- [Given entries]:

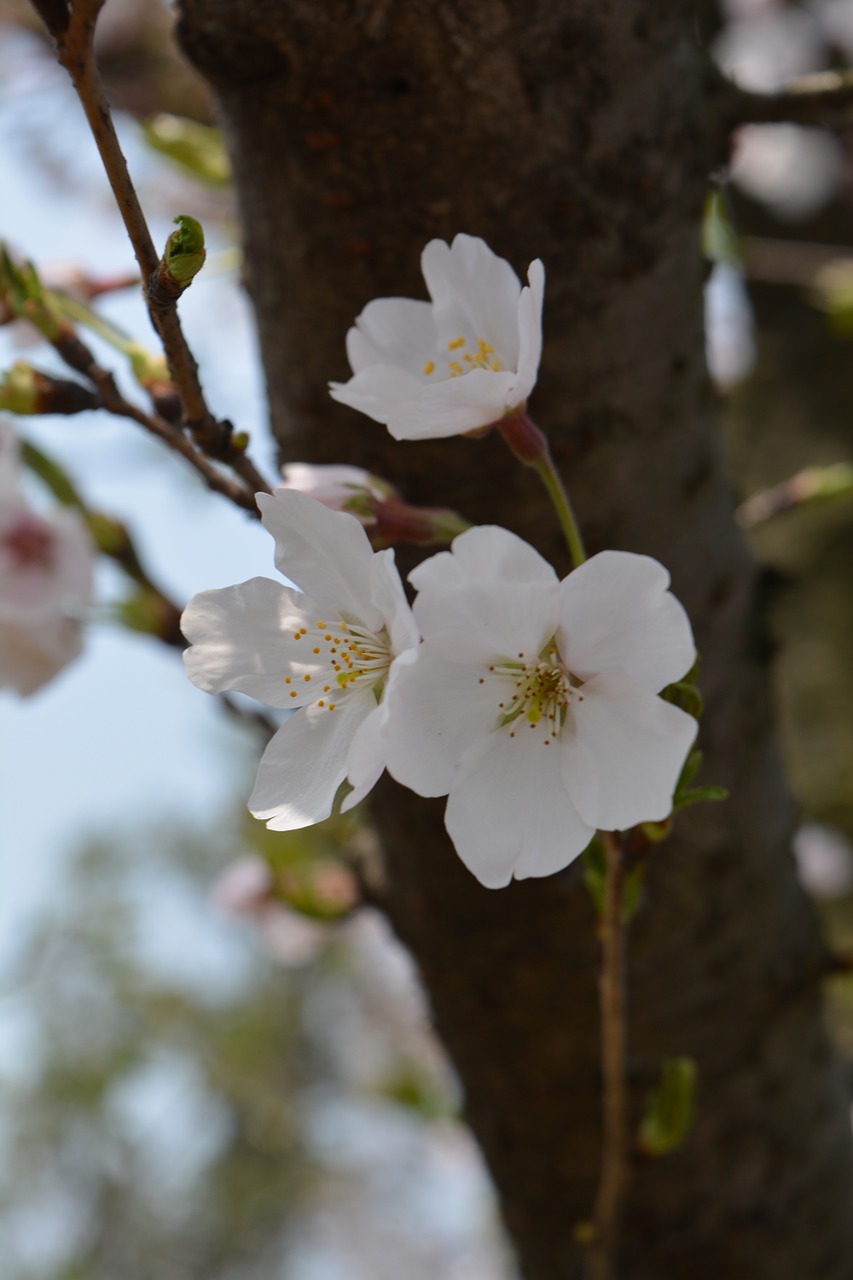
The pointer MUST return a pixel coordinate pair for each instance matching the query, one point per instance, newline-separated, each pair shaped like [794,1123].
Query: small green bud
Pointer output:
[151,613]
[19,392]
[146,366]
[109,535]
[185,252]
[670,1109]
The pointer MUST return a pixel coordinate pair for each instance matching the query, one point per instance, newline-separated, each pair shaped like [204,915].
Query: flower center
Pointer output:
[542,693]
[30,543]
[463,361]
[351,654]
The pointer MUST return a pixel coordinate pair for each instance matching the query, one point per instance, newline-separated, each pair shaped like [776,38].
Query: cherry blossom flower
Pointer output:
[45,583]
[456,364]
[533,703]
[323,652]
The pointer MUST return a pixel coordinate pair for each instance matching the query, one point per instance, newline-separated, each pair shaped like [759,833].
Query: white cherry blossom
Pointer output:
[334,487]
[45,583]
[456,364]
[323,650]
[533,702]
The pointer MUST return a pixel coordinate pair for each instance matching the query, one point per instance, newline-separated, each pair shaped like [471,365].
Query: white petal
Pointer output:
[482,625]
[484,554]
[617,616]
[529,332]
[377,391]
[389,599]
[393,332]
[242,638]
[436,712]
[474,293]
[454,406]
[306,762]
[332,485]
[623,749]
[509,812]
[366,758]
[327,553]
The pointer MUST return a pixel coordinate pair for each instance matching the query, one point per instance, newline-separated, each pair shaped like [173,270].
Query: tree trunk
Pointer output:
[580,133]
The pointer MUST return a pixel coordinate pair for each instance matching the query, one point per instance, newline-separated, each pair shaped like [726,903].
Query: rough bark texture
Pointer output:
[579,132]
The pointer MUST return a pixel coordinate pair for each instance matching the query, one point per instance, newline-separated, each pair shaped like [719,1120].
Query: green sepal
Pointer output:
[670,1107]
[19,389]
[596,872]
[685,695]
[720,241]
[633,892]
[197,147]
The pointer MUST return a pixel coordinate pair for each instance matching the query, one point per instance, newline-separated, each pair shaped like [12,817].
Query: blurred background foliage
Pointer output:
[261,1097]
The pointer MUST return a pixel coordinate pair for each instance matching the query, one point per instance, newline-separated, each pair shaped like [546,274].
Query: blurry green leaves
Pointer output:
[196,147]
[685,794]
[720,242]
[311,867]
[669,1109]
[833,292]
[596,880]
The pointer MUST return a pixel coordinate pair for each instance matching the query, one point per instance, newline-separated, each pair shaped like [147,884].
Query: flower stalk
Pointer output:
[559,496]
[614,1038]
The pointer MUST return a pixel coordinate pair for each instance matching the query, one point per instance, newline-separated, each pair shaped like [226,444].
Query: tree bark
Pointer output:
[580,133]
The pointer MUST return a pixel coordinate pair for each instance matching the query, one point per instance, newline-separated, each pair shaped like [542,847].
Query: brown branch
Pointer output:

- [Task objective]: Please reproduce all the entries above with every "Pointer output" swapped for "Predicted points" and nothing else altered, leaving out the pictures.

- [Answer to the task]:
The pointer MUST return a pixel coordinate pair for each instance matching the query, one point per instance, newline-separated, each pair shaped like [794,1123].
Query: small green bud
Predicted points:
[151,613]
[19,392]
[146,366]
[109,535]
[185,252]
[670,1109]
The pointer MUST return a pixel coordinate pair for each instance matching the query, one point per instance, newline-separated, each pair shaped like [204,915].
Query: flower center
Predicted points:
[542,693]
[30,543]
[463,361]
[351,654]
The pointer MUST return a pixel coordinate pair for each instance matching the query, one point per instance, newline-separated, each pair shaped like [776,38].
Query: cherry blossom flower
Predicted points:
[45,583]
[456,364]
[533,703]
[323,652]
The pointer MUST return a pixel coordinate pair for each instance matching the query, one point per instance, newline-separated, each pair shaped like [759,833].
Query: white cherry blossom
Predicted points:
[334,487]
[45,583]
[456,364]
[323,650]
[533,702]
The pointer MUST return a pixel coordinate pair for each instance matching the query, one point per instance, newline-separated, each pair shaped like [471,365].
Query: white petal
Predicted points:
[482,625]
[484,554]
[617,616]
[529,332]
[377,391]
[389,599]
[393,332]
[242,638]
[436,712]
[474,293]
[454,406]
[306,762]
[332,485]
[623,749]
[509,812]
[366,758]
[327,553]
The pointer MUST return a pixel coordinate pair for each instance matching the query, one point per instance, newline-separated, each pair shaped like [173,270].
Query: tree trunk
Predicted points:
[580,133]
The pointer MUST return a pixel coordinate pair for each instance matching the query, one point per instance, newline-separated, each pair shaped like [726,903].
Query: rough bark texture
Predicted points:
[579,132]
The pointer MUST return a pixel coordinate pair for each instance matching the query, one point per instance, newline-separated, each pair shaped like [719,1120].
Query: green sepal
Predicted points:
[670,1107]
[19,389]
[596,872]
[685,695]
[720,241]
[633,892]
[197,147]
The pointer MUST return a pixel coordinate pair for each instance matching the query, one point per instance, newline-separated, each pair shaped like [12,817].
Query: blurred background foliage
Predicted points:
[261,1097]
The pointer MUST return a pixel coordinate pair for each instance matching the query, one point per instance, newline-separated, each pair shaped like [546,274].
Query: blurry green leaves
Predicted points:
[196,147]
[685,794]
[720,242]
[311,867]
[669,1109]
[833,292]
[596,880]
The pointer MUST return a pixel coordinate pair for each instance matching the query, one point per instance, newline-separated, each pair shaped like [147,884].
Query: flower stalk
Predicted points:
[559,496]
[614,1038]
The pointer MUST return a pixel coordinate pair for each instance matching the query, one point per instance, newline-separated, each pair shaped like [226,444].
Query: tree bark
Predicted points:
[580,133]
The pointer MUST return a pixel coordinate pair for each instance matching the query, one point per instance, newline-separated, each pair shaped like [542,847].
Query: brown branch
Predicted points:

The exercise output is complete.